本文:
+ + + + +
デルがAI搭載PCシリーズ「Copilot+ AI PC」3製品を発表 AI PCは生成AIの普及を進めるのか?

デルが「Copilot+ AI PC」3製品を発表

  デル・テクノロジーズはAIを搭載したPCシリーズである「Copilot+ AI PC」を発表、そのメディア向け新製品説明会をおこなった。その概要をレポートしたい。

 この日は、デル・テクノロジーズのコンシューマー&ビジネスプロダクトマーケティング統括本部の松原大氏と、クライアント・ソリューションズ統括本部の白木智幸氏が登壇。さらに日本マイクロソフトから、デバイスパートナーセールス事業本部の佐藤久氏が登壇し、製品説明などがおこなわれた。

 「Copilot+ AI PC」シリーズの特徴は、なんと言ってもディープラーニングなどの処理に特化した計算ユニットであるNPU(ニューラル・プロセッシング ユニット)を搭載したことだ。

 これまで本格的なAIモデルの動作は、オンライン上のサービスを使うか、大型かつ大量に電力を消費するGPUを搭載したマシンが必要だった。計算能力だけで言えば全体的にGPUのほうが優れているが、NPUは小型かつ消費電力が少ないため、日常的にカバンに入れて持ち運べるマシンのローカル上でAI処理を行えるようになった。

 この日紹介されたモデルは全3種類。デルのAI PCとして最上位モデルにあたる『New XPS 13』、エントリーモデルとなる『New Inspiron 14 Plus』、そしてビジネスユースを想定した『New Latitude 7455』だ。

 今回は一般ユーザーに向けた『New XPS 13』と『New Inspiron 14 Plus』を紹介する。

NPU搭載でオフラインでもAI機能が使い放題

 『New XPS 13』は「AI PC」シリーズの最上位モデルにあたるマシンだ。

ポート類はUSB Type-Cが左右に1口ずつ


 キーボードやトラックパッド、ファンクションボタンの凹凸を排し『XPS13』の特徴的なボディを使用。大きな変更点はメインの処理ユニットにQualcomm Snapdragon X Elite 12コアのARMプロセッサを搭載していることだ。モニターはタッチ操作に対応したFHD+もしくは、3K OLED「Tandem OLED」を選択可能。最大メモリーは64GB、ストレージは2TBまでカスタマイズ可能なハイスペックモデルとなっている。

 AI搭載モデルということで、気になるのはバッテリーの持ちだが、バッテリーテスト(1080pの画質でNetflixを連続再生)では、FHD+モデルで27時間、3K OLEDモデルで16時間という記録を出した。巨大なACアダプターを必要とするGPU搭載のゲーミングノートにはできない芸当だろう。価格は24万9980円〜37万8240円となっている。

『New Inspiron 14 Plus』はコストパフォーマンスに優れたエントリーモデル。
+ + + + +
検討するデータ:
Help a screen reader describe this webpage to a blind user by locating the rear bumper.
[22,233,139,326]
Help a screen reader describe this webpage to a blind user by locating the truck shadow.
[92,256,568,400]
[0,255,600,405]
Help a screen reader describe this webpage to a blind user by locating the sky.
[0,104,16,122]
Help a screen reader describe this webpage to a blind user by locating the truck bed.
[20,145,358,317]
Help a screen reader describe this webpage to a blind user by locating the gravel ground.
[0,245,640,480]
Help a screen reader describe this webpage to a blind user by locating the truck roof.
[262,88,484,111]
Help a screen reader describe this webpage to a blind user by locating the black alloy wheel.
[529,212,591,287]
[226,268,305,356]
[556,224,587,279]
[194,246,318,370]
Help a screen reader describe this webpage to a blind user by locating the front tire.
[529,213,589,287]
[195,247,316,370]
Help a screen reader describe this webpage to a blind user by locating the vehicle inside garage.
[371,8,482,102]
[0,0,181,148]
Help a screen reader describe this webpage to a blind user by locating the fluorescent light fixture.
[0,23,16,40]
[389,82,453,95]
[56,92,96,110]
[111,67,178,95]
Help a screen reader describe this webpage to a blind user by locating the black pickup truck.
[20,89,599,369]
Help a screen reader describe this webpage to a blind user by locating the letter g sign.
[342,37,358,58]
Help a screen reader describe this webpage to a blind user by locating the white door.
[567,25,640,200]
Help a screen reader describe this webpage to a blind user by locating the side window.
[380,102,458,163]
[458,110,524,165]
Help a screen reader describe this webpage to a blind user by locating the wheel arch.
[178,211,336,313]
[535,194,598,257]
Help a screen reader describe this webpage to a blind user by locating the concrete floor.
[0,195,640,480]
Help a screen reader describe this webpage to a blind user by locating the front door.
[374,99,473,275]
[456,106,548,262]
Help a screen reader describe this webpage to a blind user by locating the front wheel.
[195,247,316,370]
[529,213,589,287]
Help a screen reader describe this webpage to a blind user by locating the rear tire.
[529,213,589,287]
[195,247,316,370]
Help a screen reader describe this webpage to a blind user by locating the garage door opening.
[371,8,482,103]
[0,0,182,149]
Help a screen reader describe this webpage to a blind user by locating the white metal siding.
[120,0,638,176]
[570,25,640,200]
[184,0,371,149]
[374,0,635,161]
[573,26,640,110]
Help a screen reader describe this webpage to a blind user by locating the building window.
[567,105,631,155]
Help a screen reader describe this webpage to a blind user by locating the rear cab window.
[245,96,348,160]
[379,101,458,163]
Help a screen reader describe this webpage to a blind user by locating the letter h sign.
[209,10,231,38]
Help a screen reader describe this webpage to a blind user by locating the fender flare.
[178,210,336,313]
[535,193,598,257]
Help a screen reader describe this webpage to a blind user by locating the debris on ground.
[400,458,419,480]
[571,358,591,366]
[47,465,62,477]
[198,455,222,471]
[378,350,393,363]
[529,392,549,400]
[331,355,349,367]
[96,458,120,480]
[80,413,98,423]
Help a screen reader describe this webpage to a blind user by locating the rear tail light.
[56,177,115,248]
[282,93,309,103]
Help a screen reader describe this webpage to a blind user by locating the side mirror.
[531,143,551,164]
+ + + + +
練習問題:
(A) 本文について、次の問いに答えなさい。
(i) 日本マイクロソフトから登壇したのは誰か。
(ii) 『New XPS 13』のメインの処理ユニットに搭載されているプロセッサは何か。
(iii) バッテリーテストで、FHD+モデルは何時間という記録を出したか。
(B) 本文のうち「この日は、デル・テクノロジー」から「Plus』、そしてビジネスユースを想定した『New Latitude 7455』だ。」までを、両端を含めて一字一句変えずに書き出しなさい。

解答:
(A)
(i) デバイスパートナーセールス事業本部の佐藤久氏
(ii) Qualcomm Snapdragon X Elite 12コアのARMプロセッサ
(iii) 27時間

(B)
この日は、デル・テクノロジーズのコンシューマー&ビジネスプロダクトマーケティング統括本部の松原大氏と、クライアント・ソリューションズ統括本部の白木智幸氏が登壇。さらに日本マイクロソフトから、デバイスパートナーセールス事業本部の佐藤久氏が登壇し、製品説明などがおこなわれた。

 「Copilot+ AI PC」シリーズの特徴は、なんと言ってもディープラーニングなどの処理に特化した計算ユニットであるNPU(ニューラル・プロセッシング ユニット)を搭載したことだ。

 これまで本格的なAIモデルの動作は、オンライン上のサービスを使うか、大型かつ大量に電力を消費するGPUを搭載したマシンが必要だった。計算能力だけで言えば全体的にGPUのほうが優れているが、NPUは小型かつ消費電力が少ないため、日常的にカバンに入れて持ち運べるマシンのローカル上でAI処理を行えるようになった。

 この日紹介されたモデルは全3種類。デルのAI PCとして最上位モデルにあたる『New XPS 13』、エントリーモデルとなる『New Inspiron 14 Plus』、そしてビジネスユースを想定した『New Latitude 7455』だ。